### Exercise details
Reproduce the lines below from the one that contains "The component shall locate the rooftop" through the end, inclusive, and add nothing.

### Data in this exercise
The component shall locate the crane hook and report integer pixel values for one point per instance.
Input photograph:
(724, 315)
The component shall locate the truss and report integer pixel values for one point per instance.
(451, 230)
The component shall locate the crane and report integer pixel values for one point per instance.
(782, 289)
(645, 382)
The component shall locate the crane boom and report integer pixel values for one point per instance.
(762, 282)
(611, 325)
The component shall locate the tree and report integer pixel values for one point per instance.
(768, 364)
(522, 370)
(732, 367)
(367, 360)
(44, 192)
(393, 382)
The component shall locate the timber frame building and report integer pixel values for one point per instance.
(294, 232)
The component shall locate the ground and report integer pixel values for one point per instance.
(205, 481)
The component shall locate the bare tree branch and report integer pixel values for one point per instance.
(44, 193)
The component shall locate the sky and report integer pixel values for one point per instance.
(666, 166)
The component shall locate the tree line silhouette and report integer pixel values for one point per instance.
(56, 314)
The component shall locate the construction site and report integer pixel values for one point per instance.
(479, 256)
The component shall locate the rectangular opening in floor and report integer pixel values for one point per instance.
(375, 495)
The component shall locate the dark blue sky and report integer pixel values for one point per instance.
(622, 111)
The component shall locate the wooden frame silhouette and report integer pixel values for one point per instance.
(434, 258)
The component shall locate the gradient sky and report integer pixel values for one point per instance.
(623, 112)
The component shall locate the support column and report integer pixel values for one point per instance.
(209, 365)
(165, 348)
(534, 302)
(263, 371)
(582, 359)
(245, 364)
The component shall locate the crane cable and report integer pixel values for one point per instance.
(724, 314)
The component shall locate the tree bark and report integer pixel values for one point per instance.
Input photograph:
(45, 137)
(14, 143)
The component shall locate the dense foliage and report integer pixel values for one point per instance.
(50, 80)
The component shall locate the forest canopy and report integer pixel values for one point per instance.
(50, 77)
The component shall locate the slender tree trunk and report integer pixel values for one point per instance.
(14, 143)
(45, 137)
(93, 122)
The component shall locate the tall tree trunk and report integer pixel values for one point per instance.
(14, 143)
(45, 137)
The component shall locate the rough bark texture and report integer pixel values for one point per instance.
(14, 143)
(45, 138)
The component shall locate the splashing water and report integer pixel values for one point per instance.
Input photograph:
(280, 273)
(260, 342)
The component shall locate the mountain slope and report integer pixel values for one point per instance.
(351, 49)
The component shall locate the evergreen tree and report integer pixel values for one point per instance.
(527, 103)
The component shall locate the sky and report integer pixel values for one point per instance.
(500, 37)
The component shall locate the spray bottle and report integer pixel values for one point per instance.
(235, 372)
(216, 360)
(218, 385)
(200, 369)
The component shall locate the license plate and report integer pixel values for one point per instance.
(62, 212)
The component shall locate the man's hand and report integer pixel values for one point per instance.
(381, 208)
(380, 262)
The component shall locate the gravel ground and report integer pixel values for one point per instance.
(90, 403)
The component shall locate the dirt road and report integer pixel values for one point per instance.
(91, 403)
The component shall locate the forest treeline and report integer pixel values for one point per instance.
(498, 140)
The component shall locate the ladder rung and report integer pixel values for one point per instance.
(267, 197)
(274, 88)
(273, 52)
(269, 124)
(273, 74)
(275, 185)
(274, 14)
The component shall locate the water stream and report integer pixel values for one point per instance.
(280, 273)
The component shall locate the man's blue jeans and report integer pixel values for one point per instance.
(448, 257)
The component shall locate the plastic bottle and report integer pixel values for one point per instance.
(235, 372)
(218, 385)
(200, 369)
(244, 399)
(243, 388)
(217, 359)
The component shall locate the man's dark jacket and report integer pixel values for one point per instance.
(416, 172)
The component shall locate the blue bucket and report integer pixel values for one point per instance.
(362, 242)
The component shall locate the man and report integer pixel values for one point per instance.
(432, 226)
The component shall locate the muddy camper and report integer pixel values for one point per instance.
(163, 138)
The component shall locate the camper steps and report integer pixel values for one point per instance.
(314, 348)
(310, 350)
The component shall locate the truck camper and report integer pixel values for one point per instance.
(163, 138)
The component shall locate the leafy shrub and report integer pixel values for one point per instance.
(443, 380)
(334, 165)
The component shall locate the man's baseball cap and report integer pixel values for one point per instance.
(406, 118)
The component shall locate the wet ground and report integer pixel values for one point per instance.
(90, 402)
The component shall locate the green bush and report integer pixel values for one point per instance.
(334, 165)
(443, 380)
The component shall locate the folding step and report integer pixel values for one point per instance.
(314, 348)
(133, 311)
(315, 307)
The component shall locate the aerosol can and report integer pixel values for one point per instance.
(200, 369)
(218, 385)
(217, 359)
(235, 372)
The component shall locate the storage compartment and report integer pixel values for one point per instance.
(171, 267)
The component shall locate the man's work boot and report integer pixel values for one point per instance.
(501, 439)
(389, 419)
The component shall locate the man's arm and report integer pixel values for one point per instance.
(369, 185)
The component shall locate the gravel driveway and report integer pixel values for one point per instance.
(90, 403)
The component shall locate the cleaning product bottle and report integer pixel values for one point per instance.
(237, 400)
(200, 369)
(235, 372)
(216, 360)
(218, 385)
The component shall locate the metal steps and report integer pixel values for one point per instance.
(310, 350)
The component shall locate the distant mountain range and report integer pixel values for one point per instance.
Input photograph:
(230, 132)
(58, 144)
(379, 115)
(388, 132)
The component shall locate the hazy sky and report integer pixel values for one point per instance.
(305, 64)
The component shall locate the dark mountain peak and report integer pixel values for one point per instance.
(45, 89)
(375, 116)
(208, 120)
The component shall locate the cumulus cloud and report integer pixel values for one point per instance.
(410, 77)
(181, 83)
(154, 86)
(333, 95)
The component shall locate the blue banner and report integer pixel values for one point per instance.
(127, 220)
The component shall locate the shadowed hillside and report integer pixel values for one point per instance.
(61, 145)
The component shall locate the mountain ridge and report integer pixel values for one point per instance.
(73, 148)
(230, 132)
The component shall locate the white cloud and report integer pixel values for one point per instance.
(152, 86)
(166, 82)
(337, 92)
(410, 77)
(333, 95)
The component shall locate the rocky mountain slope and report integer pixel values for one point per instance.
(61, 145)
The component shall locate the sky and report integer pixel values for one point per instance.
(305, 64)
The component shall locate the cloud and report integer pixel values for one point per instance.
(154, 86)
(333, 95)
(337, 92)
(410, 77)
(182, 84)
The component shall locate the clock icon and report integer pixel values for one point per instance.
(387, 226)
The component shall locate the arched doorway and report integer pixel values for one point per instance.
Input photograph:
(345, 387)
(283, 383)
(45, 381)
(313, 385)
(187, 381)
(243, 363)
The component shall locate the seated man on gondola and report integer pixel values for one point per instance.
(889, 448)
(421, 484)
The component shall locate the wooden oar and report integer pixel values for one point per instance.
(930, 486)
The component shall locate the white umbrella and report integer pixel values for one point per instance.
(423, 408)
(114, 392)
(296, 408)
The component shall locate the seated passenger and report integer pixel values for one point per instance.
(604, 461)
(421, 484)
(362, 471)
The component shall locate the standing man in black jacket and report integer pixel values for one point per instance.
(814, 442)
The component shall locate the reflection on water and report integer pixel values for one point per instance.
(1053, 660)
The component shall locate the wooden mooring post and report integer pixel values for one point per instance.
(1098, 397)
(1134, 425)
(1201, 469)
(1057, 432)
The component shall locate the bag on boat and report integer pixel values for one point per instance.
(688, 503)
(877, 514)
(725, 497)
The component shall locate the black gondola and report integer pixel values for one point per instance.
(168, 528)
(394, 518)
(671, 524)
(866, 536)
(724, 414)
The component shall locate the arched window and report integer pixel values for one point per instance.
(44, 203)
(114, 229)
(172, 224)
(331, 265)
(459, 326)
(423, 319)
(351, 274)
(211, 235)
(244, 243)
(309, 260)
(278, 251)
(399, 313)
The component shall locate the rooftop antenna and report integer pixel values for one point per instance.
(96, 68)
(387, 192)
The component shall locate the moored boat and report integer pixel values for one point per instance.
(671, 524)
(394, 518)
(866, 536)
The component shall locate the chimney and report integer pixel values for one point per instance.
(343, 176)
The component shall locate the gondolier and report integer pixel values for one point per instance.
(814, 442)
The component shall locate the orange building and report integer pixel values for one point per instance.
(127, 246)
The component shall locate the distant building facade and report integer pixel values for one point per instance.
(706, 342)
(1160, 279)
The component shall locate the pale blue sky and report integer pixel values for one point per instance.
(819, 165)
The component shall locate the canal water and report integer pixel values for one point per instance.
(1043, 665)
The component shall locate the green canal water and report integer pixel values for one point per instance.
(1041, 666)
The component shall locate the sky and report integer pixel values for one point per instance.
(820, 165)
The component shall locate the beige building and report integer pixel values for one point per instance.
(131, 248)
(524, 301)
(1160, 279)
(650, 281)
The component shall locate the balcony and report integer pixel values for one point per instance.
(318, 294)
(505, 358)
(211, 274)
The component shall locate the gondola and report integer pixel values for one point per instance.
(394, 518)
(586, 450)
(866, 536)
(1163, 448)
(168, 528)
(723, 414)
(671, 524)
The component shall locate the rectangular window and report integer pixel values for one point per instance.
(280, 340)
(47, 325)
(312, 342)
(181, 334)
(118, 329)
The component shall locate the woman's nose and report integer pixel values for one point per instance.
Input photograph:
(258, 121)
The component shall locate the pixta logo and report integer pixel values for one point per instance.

### Complete output
The component shall locate the rooftop antenna and report integer pixel values for one point per instance.
(96, 68)
(387, 192)
The component shall locate the moored boat and report integer pixel values for one point per instance.
(671, 524)
(394, 518)
(866, 536)
The component shall locate the chimney and report integer pixel values for one point per instance.
(343, 176)
The component shall locate the gondolier and report integer pixel values for one point per instance.
(814, 442)
The component shall locate the orange building and report integer pixel values for one point per instance.
(127, 246)
The component shall locate the distant building facade and report integer pixel values for one point per instance.
(706, 342)
(1160, 279)
The component shall locate the pale blue sky and report integer pixel values for one point per instance.
(819, 165)
The component shall locate the canal water and report integer pixel values for one point per instance.
(1043, 665)
The component shall locate the green canal water and report integer pixel values for one point per instance.
(1041, 666)
The component shall locate the sky and report integer pixel values for one point per instance.
(820, 165)
The component shall locate the beige building and report integer pixel values for one point per instance.
(131, 248)
(524, 301)
(1160, 279)
(650, 281)
The component shall locate the balcony and report integer pixel values for one point per instance.
(318, 294)
(505, 358)
(211, 274)
The component shall locate the gondola and report integer pixel values for one point per instance.
(394, 518)
(586, 450)
(866, 536)
(1163, 448)
(168, 528)
(723, 414)
(671, 524)
The component shall locate the rectangular window and report integer pixel values for one point per instance.
(280, 340)
(47, 325)
(312, 342)
(181, 334)
(118, 329)
The component shall locate the woman's nose and report integer pixel values for one point per instance.
Input photograph:
(258, 121)
The component shall locate the pixta logo and report integer pixel values for one point per instance.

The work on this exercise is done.